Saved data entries
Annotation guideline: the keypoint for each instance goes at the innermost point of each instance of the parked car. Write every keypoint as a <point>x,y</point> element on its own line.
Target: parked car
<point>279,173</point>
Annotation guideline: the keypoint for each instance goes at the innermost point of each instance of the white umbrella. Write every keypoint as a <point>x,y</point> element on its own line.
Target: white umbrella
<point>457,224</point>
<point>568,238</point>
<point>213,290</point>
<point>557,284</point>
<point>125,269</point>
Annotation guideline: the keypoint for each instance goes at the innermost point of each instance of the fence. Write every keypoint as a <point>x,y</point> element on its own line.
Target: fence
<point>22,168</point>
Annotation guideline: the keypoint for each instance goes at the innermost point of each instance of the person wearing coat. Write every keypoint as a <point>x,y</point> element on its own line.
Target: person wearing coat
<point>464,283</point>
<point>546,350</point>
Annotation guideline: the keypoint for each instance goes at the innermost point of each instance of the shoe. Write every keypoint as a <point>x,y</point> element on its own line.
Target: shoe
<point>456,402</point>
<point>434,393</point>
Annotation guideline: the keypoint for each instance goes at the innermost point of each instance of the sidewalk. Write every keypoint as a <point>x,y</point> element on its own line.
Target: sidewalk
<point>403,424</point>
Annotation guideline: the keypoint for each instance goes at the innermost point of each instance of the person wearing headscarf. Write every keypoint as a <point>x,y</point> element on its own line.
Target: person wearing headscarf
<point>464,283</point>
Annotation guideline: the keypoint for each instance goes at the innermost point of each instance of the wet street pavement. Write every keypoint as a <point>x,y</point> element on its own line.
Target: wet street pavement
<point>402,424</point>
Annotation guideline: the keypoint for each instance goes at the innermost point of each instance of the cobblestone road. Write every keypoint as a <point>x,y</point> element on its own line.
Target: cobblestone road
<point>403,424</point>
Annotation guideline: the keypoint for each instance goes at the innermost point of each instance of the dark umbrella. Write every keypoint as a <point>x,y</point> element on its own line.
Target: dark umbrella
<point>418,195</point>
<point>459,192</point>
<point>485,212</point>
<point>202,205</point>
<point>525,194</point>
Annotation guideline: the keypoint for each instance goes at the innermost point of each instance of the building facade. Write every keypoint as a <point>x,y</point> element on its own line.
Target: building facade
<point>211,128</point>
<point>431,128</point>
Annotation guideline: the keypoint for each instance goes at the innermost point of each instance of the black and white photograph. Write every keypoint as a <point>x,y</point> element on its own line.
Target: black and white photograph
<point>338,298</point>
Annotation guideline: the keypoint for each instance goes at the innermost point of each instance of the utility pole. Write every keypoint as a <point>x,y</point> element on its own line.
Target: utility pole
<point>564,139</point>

Exercise ▸ From the line containing "of the building" down to the last line, reproduce the records exactly. Include both ends.

Output of the exercise ▸
Annotation guideline: the keypoint for each instance goes at the innermost point of each instance of the building facade. Write every keypoint as a <point>x,y</point> element on its own line.
Target: building facade
<point>211,128</point>
<point>431,128</point>
Annotation guideline: the keypoint for each instance goes at the innermost point of each instance of the black and white photograph. Write every keypoint as a <point>x,y</point> element on its own line.
Target: black and white photograph
<point>338,298</point>
Annotation guideline: the keypoint for each instance goes at the innermost point of each instance of the utility pole. Write every keypoint as a <point>x,y</point> element on its own line.
Target: utility pole
<point>564,139</point>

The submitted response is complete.